Study text »
As a member of the PIUG Vendors and Producers Committee, I act as "monitor" for databases and other sources not in the patent database mainstream. I'm opening this forum to promote discussion and to gather input for an article in the PIUG newsletter. Please add your input on this diverse topic.

Patent searchers not only need to search sources covering patents but others covering non-patent information about science and technology of interest. Of course, information and data in these or any other published source have importance to patent searchers, especially in the realm of prior art.

Just as a number of free patent files have become available, free and "open" sources of more generalized chemical information are appearing. Challenging the perceived domination of databases from Chemical Abstracts Services (CAS), especially the CAS Registry System and CAS Registry Numbers (CASRN), several Open Access (OA) advocates are promoting the use of free and open sources of chemical information and data and even alternative registry systems. In a prior entry in his blog, Peter Murray-Rust

(http://wwmm.ch.cam.ac.uk/blogs/murrayrust/) [yes, it works] throws down the gauntlet and promotes a number of free/open chemical databases including "Chemspider, Pubchem, ChEBI, Wikipedia, The Blue Obelisk, CrystalEye, and Open Noteboook Science". They allegedly feature "openness, re-use and sharing, immediacy, innovation, linkedness, semantics, quality control, and community". He and others also promote the use of InChI nomenclature and structure representation as an open alternative to CASRN.

Dataset extract »
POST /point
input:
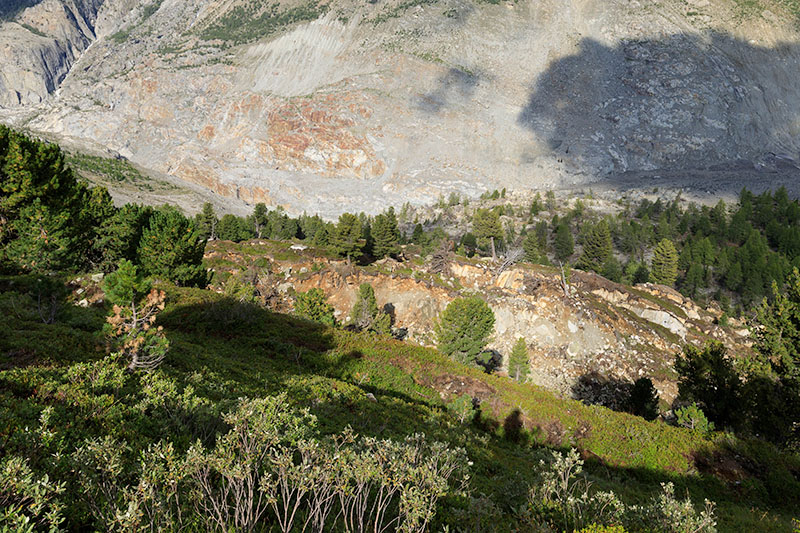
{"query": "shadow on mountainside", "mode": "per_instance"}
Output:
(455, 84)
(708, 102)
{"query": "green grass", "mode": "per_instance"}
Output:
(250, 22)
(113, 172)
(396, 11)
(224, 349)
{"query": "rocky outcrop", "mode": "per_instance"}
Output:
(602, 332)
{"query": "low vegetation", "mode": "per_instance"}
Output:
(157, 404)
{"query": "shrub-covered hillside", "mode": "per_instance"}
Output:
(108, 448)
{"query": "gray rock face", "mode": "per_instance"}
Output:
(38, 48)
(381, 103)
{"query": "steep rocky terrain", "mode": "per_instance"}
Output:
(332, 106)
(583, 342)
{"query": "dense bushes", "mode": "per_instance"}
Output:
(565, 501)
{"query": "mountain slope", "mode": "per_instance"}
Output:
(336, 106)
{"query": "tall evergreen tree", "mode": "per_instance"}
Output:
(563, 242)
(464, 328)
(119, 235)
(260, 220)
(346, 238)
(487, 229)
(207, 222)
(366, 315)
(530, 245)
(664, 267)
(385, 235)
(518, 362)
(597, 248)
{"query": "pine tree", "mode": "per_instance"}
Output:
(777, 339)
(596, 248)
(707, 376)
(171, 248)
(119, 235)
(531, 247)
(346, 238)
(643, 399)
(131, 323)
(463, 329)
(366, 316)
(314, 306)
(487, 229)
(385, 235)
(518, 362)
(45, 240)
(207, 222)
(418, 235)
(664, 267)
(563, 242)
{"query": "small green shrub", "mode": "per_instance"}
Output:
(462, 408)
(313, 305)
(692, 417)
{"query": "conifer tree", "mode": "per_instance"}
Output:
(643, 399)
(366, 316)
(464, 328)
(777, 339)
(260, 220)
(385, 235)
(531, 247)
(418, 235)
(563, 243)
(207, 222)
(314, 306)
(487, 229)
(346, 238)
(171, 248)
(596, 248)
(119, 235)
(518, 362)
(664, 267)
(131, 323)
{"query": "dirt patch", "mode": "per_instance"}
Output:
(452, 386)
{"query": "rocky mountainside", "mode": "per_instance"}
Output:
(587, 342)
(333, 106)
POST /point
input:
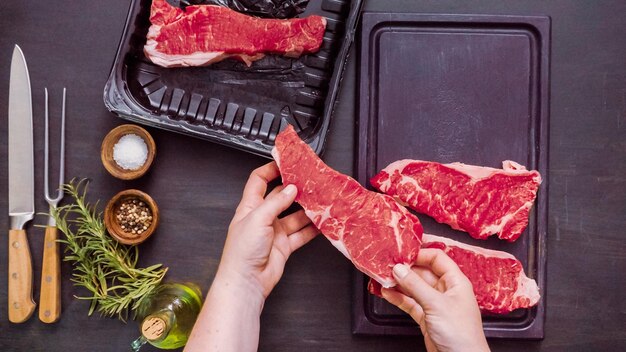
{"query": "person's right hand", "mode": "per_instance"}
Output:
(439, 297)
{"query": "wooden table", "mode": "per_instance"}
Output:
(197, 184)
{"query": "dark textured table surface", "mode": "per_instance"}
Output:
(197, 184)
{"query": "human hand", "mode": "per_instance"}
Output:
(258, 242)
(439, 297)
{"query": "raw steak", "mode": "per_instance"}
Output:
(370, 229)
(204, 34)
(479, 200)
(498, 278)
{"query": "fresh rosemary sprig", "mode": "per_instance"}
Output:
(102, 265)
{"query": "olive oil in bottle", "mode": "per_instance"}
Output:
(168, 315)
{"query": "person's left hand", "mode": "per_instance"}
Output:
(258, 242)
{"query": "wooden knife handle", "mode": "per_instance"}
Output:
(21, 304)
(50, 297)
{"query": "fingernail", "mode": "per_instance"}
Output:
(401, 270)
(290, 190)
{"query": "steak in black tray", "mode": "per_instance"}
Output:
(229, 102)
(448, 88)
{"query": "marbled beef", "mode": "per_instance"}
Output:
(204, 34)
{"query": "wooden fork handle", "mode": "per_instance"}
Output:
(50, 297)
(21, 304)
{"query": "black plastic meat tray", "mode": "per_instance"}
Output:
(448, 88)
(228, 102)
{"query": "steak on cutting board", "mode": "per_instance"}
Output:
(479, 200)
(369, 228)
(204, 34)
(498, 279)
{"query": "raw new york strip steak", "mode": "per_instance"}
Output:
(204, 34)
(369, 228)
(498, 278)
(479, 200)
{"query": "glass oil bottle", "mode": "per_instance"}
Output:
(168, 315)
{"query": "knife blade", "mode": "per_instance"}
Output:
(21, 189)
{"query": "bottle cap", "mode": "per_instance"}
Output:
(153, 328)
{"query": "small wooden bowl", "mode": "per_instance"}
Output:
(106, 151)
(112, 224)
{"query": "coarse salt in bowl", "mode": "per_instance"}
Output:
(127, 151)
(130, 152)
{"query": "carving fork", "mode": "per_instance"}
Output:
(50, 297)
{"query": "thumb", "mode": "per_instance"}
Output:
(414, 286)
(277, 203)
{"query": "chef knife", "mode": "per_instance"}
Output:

Activity 1 » Print the part of the forum post on free chemical information sources that runs from "As a member" up to and including "of prior art.".
Activity 2 » In one to three sentences, explain why the forum post on free chemical information sources says patent searchers must also search non-patent sources on science and technology.

Solution 1 »
As a member of the PIUG Vendors and Producers Committee, I act as "monitor" for databases and other sources not in the patent database mainstream. I'm opening this forum to promote discussion and to gather input for an article in the PIUG newsletter. Please add your input on this diverse topic.

Patent searchers not only need to search sources covering patents but others covering non-patent information about science and technology of interest. Of course, information and data in these or any other published source have importance to patent searchers, especially in the realm of prior art.

Solution 2 » Information and data in any published source matter to patent searchers, especially for prior art. Patent searchers therefore need sources covering non-patent information about science and technology as well as sources covering patents.